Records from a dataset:

_ _ _

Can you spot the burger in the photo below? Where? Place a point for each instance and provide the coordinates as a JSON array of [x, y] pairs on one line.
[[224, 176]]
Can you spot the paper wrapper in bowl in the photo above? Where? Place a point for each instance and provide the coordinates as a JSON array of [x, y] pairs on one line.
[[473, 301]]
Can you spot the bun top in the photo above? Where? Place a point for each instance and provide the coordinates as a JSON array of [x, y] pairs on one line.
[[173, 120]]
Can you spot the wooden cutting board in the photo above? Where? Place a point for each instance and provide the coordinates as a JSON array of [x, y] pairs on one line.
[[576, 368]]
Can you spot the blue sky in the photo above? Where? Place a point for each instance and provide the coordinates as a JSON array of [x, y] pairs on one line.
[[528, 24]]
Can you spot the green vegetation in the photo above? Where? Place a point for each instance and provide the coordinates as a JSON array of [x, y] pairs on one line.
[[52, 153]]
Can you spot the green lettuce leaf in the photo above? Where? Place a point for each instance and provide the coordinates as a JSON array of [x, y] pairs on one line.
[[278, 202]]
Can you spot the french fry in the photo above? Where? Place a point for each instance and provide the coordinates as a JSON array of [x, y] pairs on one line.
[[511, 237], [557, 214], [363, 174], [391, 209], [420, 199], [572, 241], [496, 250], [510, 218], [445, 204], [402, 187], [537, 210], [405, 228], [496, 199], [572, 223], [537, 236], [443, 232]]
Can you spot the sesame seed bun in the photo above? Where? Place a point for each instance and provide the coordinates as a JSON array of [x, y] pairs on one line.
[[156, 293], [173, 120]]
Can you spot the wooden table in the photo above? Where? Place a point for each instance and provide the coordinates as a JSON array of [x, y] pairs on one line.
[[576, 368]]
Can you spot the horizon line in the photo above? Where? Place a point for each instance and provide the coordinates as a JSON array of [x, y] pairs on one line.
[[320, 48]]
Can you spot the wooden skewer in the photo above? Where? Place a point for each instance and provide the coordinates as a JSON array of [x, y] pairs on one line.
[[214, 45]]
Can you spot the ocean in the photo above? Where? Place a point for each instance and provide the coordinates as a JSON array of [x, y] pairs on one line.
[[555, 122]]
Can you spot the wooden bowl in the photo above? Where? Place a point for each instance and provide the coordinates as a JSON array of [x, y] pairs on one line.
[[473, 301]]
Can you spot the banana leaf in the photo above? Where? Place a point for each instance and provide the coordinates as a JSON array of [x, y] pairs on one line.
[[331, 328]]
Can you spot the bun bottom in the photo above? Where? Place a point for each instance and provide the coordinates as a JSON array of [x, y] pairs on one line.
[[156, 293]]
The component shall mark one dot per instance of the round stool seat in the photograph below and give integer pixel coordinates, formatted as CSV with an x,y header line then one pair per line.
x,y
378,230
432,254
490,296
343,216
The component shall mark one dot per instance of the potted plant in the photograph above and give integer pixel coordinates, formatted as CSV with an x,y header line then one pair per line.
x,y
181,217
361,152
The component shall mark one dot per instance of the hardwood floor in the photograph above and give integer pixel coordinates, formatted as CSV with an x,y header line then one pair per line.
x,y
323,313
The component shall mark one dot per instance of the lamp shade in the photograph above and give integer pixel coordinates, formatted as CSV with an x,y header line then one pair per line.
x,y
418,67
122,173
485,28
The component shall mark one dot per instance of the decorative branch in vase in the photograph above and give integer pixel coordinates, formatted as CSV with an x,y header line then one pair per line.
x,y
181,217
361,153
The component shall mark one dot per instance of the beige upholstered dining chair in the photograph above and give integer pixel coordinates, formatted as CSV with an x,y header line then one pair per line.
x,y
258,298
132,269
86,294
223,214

_ _ _

YOUR OBJECTIVE
Format every line of the data above as a JSON list of strings, one string per line, and leave out any blank lines.

RESULT OF THE TASK
[
  "Can you spot the burger in the photo below? Where? Place a point for each instance and provide the coordinates as a JSON array of [x, y] pairs on one line.",
  "[[224, 176]]",
  "Can you spot the paper wrapper in bowl in the photo above? Where? Place a point for each instance and provide the coordinates as a JSON array of [x, y] pairs on one line.",
  "[[473, 301]]",
  "Can you spot the bun top in the photo above? Where? Place a point for each instance and provide the coordinates as a JSON array of [x, y] pairs on one line.",
  "[[173, 120]]",
  "Can you spot the wooden cutting board in the photo above? Where? Place a point for each instance and provide the coordinates as a JSON array of [x, y] pairs on one line.",
  "[[576, 368]]",
  "Can you spot the blue sky in the photo above? Where? Place a point for each instance and provide the coordinates as a JSON array of [x, y] pairs on one line.",
  "[[528, 24]]",
  "Can you spot the green vegetation in the photo above? Where? Place a point for each instance and provide the coordinates as a JSON array of [x, y] pairs on one line.",
  "[[52, 153]]",
  "Can you spot the green lettuce leaf in the photo above? Where? Place a point for each instance and provide the coordinates as a JSON array of [x, y] pairs on one line.",
  "[[278, 202]]",
  "Can you spot the french fry in the photo above? Where? Place a point for each instance and provide the coordinates as a JSON array of [x, y] pairs on one line.",
  "[[511, 237], [557, 214], [363, 174], [391, 209], [420, 199], [572, 241], [496, 250], [510, 218], [445, 204], [402, 187], [537, 210], [405, 228], [496, 199], [572, 223], [537, 236], [443, 232]]",
  "Can you spot the sesame seed bun in the photo above? Where? Place a point for each instance and provide the coordinates as a JSON array of [x, y] pairs on one line.",
  "[[156, 293], [173, 120]]",
  "Can you spot the wooden table in the photo above? Where? Place a point for each instance and provide the coordinates as a JSON array of [x, y] pairs on one line.",
  "[[576, 368]]",
  "Can you spot the horizon line in the photo above? Where? Place a point for each instance and provide the coordinates as a JSON array of [x, y] pairs on one line.",
  "[[320, 48]]",
  "Can you spot the wooden skewer in the photo above? Where? Place a point for each instance and provide the coordinates as a JSON array of [x, y] pairs on one line.",
  "[[214, 45]]",
  "Can you spot the ocean in the photo above? Where? Place a point for each instance and provide the coordinates as a JSON array of [x, y] pairs on one line.",
  "[[555, 122]]",
  "Can you spot the wooden bowl in the photo above? Where? Place a point for each instance and provide the coordinates as a JSON array of [x, y] pairs on one line.",
  "[[473, 301]]",
  "Can you spot the banana leaf in the photo above? Where? Place a point for each instance and provide the coordinates as a JSON array of [x, y] pairs on one line.",
  "[[331, 328]]",
  "Can you spot the bun bottom in the photo above? Where? Place a point for each instance and provide the coordinates as a JSON array of [x, y] pairs on one line.",
  "[[156, 293]]",
  "The component shall mark one dot per instance of the round stool seat in the photograph below and give integer pixel coordinates, formatted as CSV with an x,y header line then one pair per line.",
  "x,y",
  "378,230",
  "432,254",
  "490,296",
  "343,216",
  "The component shall mark one dot per instance of the potted plant in the photograph above and give integer pixel coordinates, formatted as CSV with an x,y header line then one pair per line.",
  "x,y",
  "181,217",
  "361,152",
  "The component shall mark one dot per instance of the hardwood floor in the photograph above and give integer pixel coordinates, formatted as CSV with an x,y header line then one pair per line.",
  "x,y",
  "323,313",
  "The component shall mark one dot per instance of the lamp shade in the photograph above and give integer pixel coordinates, formatted as CSV with an x,y header line then one pair per line.",
  "x,y",
  "418,67",
  "122,173",
  "485,28",
  "The component shall mark one dot per instance of the decorative branch in vase in the photograph above and give integer pixel coordinates, formatted as CSV with an x,y header line then one pair per line.",
  "x,y",
  "181,217",
  "361,153",
  "The component shall mark one dot per instance of the beige upholstered dining chair in the photograph above and give integer pixel coordinates, formatted as CSV with an x,y header line then one pair per line.",
  "x,y",
  "258,298",
  "132,269",
  "86,294",
  "223,214"
]